INFORMATION SHOWN:
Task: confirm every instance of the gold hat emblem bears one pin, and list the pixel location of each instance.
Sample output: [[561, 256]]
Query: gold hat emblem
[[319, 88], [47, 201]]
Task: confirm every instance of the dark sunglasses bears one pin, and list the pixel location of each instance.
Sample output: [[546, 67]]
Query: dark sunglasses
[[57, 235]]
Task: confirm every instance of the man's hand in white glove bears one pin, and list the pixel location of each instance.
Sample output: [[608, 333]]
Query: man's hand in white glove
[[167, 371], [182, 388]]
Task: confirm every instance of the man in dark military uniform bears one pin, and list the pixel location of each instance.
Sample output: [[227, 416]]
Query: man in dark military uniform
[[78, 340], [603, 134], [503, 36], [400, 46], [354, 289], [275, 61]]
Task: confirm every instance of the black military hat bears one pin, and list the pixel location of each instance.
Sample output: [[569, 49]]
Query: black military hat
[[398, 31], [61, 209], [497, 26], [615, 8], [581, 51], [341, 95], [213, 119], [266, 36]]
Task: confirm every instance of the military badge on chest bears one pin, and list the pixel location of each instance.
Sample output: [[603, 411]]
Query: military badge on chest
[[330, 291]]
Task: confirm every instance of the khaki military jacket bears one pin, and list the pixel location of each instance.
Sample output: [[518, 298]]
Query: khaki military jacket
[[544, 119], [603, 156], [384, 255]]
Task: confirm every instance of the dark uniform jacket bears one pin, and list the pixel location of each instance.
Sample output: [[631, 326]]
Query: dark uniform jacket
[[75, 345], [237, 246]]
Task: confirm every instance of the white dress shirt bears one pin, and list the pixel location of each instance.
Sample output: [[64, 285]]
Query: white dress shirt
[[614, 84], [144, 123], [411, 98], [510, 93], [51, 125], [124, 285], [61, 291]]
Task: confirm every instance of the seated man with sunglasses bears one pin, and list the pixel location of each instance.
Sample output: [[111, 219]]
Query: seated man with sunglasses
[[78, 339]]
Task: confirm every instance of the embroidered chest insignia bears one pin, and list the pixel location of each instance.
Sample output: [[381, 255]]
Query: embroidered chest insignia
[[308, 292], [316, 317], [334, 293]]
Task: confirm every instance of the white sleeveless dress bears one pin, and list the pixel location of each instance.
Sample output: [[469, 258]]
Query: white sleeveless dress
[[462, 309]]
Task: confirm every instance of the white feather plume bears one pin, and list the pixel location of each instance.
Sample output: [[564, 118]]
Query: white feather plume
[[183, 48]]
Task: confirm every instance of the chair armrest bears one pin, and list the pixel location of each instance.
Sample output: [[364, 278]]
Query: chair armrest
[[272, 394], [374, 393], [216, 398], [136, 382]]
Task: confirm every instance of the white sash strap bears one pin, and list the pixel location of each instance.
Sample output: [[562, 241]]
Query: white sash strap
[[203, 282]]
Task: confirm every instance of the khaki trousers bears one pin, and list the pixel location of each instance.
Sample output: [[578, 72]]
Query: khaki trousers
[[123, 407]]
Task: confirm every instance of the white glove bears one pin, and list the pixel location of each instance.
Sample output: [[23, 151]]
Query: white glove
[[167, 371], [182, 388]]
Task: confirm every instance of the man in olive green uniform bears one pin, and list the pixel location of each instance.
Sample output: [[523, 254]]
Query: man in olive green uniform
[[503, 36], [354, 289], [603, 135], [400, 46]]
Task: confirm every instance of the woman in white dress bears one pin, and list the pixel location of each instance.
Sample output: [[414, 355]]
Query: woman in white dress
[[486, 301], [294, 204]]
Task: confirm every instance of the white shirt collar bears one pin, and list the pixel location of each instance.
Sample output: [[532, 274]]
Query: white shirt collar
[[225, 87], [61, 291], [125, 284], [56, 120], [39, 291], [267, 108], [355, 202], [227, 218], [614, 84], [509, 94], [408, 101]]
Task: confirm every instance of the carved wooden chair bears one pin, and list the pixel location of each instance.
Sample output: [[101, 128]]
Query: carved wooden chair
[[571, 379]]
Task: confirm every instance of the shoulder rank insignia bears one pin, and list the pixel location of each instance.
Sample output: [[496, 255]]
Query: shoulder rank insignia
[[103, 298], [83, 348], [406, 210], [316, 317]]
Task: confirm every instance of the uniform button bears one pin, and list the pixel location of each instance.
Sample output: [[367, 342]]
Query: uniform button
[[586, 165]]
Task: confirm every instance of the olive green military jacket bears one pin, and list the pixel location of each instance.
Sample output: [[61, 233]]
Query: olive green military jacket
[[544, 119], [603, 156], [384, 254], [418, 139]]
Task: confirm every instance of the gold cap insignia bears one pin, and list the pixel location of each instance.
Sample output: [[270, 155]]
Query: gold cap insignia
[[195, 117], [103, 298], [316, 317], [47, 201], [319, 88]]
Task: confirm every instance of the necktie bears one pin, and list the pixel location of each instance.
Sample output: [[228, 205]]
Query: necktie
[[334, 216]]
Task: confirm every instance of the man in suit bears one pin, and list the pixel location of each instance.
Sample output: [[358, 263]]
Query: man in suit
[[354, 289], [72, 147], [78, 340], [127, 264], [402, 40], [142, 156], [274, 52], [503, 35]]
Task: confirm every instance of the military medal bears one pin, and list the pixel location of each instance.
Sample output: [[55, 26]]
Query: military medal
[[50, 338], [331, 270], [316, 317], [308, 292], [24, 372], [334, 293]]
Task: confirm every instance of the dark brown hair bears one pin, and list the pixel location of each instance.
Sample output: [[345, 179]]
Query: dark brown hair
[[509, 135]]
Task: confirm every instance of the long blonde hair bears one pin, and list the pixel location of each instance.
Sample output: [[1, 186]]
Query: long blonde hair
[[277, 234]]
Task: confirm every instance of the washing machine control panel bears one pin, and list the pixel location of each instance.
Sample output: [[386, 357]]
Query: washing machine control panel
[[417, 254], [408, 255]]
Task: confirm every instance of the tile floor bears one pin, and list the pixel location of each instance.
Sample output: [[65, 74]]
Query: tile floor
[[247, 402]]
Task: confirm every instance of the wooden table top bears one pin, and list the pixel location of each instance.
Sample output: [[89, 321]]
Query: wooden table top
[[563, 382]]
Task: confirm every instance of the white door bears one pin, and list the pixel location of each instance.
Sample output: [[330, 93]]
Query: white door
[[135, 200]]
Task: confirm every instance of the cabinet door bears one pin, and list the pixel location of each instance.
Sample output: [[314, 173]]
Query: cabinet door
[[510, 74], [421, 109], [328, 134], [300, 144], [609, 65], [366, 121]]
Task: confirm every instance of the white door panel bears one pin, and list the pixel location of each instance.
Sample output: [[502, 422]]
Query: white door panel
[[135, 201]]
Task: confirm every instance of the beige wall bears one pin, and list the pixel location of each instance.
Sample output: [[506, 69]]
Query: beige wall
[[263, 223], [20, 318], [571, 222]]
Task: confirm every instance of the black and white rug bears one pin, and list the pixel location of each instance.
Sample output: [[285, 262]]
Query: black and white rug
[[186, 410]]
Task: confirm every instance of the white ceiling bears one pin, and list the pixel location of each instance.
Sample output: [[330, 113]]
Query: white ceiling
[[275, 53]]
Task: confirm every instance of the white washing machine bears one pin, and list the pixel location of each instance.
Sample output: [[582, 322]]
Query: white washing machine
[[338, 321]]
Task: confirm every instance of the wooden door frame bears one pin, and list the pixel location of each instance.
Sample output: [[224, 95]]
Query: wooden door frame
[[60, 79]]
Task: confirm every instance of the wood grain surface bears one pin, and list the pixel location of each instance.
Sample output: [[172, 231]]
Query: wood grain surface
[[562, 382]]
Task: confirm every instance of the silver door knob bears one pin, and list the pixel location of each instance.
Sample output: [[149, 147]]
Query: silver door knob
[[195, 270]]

TASK TO CARRY OUT: An exact, line-for-line copy is required: from the line containing "Query: beige wall" through the final line of the listing above, both included, with nothing else.

ANSWER SPACE:
Query: beige wall
[[263, 223], [20, 318], [571, 222]]
Task: confirm every instance of the black and white rug bears one pin, and list the pixel location of each instance.
Sample output: [[285, 262]]
Query: black and white rug
[[186, 410]]
Task: confirm every instance of the white ceiling bears one pin, and list the pixel location of each instance.
Sample output: [[330, 113]]
Query: white ceiling
[[275, 53]]
Task: confirm every instance of the white washing machine bears one pin, and list the pixel location of each instance.
Sample output: [[582, 322]]
Query: white washing machine
[[338, 321]]
Task: confirm every instance of the wooden door frame bears one pin, and list the pixel location of each instance.
Sample output: [[224, 95]]
Query: wooden door frame
[[60, 79]]
Task: confirm every instance of the wood grain surface bears one pin, and list the pixel location of each instance.
Sample output: [[172, 231]]
Query: wood grain surface
[[562, 382]]
Task: confirm every instance of the silver door knob bears one pin, and list the pixel location of each instance.
Sample output: [[149, 147]]
Query: silver door knob
[[195, 270]]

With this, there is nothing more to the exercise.